Task to complete
Extract every line of the items below that contains the string "framed", matching case exactly.

Records supplied
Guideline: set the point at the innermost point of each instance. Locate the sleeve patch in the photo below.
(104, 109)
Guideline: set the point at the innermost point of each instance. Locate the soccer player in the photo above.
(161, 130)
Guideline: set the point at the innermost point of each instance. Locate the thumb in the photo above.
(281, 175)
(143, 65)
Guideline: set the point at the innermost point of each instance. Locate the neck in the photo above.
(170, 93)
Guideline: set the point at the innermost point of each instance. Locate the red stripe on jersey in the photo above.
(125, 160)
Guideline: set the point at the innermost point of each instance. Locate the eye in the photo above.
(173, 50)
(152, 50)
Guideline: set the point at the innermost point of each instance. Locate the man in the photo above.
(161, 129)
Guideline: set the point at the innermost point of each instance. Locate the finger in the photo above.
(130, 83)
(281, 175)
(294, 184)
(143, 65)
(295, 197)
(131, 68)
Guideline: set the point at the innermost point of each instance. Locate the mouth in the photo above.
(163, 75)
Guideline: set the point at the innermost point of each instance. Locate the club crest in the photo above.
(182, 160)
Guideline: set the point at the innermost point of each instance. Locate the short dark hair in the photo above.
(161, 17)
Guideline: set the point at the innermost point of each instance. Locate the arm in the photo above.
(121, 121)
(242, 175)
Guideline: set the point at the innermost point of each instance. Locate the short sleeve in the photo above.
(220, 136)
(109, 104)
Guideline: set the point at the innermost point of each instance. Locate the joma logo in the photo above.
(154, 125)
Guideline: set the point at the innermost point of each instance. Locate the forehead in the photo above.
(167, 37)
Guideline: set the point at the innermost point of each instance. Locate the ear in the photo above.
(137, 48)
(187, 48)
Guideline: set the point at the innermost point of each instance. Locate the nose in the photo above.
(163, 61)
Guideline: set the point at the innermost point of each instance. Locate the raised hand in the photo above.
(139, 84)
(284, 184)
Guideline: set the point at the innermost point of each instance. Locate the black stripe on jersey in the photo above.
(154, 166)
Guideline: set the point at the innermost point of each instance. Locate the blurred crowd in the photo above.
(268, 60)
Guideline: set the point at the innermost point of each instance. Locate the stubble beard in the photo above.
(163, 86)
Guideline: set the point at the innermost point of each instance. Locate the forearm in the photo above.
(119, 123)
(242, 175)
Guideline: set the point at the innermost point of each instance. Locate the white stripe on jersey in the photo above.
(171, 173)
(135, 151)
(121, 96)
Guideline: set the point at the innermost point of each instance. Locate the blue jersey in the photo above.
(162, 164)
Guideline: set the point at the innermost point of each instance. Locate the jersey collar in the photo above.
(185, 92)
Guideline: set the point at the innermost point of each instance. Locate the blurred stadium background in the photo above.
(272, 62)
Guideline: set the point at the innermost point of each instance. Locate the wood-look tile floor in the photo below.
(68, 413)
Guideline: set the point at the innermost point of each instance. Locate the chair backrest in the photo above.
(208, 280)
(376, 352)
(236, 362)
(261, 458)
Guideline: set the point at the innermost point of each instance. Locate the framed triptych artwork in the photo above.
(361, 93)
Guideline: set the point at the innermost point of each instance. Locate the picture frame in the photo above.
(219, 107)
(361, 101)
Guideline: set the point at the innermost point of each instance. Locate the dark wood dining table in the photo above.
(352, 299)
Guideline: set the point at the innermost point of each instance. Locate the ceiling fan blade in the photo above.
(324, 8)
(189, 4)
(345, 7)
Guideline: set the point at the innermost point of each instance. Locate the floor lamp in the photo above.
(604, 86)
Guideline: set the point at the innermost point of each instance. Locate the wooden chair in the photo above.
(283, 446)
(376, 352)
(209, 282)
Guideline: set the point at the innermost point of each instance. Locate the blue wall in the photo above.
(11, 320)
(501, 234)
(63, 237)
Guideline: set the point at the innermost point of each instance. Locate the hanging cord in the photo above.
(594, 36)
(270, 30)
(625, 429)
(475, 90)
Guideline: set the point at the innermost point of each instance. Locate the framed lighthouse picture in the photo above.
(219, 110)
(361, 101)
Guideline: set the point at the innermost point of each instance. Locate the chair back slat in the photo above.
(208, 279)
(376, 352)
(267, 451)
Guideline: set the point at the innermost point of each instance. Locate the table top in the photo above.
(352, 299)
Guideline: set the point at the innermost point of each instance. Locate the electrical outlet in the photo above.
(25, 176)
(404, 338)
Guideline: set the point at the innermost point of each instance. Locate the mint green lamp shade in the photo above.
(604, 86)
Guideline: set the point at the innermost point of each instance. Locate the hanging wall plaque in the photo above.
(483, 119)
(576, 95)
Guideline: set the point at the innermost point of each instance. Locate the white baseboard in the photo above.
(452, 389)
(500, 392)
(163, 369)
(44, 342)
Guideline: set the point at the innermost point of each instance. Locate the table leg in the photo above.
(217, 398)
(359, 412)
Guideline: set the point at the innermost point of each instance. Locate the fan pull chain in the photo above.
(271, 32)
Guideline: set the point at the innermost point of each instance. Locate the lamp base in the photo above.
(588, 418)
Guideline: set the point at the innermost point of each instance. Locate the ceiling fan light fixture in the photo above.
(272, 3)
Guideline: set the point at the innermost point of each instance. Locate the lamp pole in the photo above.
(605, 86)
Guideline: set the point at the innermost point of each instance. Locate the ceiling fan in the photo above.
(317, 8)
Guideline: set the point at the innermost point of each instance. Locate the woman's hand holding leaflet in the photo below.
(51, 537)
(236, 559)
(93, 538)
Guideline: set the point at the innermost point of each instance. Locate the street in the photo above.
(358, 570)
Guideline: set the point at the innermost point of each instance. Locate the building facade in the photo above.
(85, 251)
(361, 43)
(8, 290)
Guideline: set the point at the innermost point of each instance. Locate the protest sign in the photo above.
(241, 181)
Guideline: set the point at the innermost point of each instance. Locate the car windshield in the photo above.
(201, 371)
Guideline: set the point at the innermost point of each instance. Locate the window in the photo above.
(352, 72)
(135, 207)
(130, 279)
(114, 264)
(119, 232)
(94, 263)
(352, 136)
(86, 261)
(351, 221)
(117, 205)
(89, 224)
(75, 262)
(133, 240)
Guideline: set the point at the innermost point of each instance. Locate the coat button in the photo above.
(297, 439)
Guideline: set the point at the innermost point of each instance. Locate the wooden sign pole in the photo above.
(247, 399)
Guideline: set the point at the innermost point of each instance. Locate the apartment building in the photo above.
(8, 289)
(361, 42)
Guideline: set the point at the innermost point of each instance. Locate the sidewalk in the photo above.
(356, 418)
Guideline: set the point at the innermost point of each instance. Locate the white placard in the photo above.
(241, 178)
==
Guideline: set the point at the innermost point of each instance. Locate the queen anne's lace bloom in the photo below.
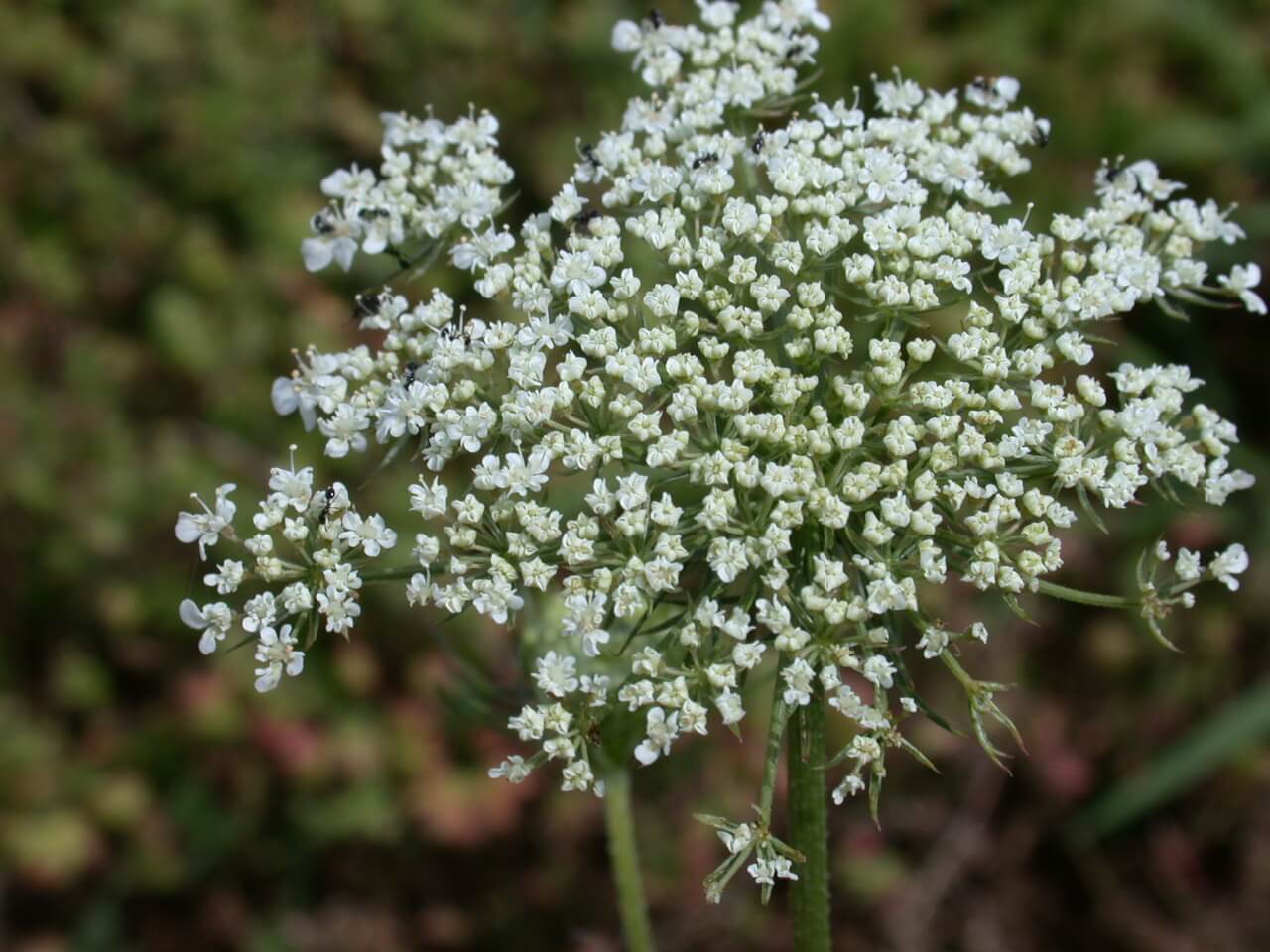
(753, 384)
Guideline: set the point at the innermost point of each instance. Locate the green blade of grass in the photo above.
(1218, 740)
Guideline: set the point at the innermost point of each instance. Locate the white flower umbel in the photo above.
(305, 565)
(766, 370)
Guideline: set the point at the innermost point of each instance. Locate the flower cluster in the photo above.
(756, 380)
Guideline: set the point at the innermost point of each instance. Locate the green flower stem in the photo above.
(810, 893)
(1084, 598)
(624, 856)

Correct response
Guideline: set the point at the innermost point of each instance. Locate the framed triptych artwork in the photo above.
Guideline: set the point at the innermost point of each instance. Locate the framed lighthouse picture in the photo above.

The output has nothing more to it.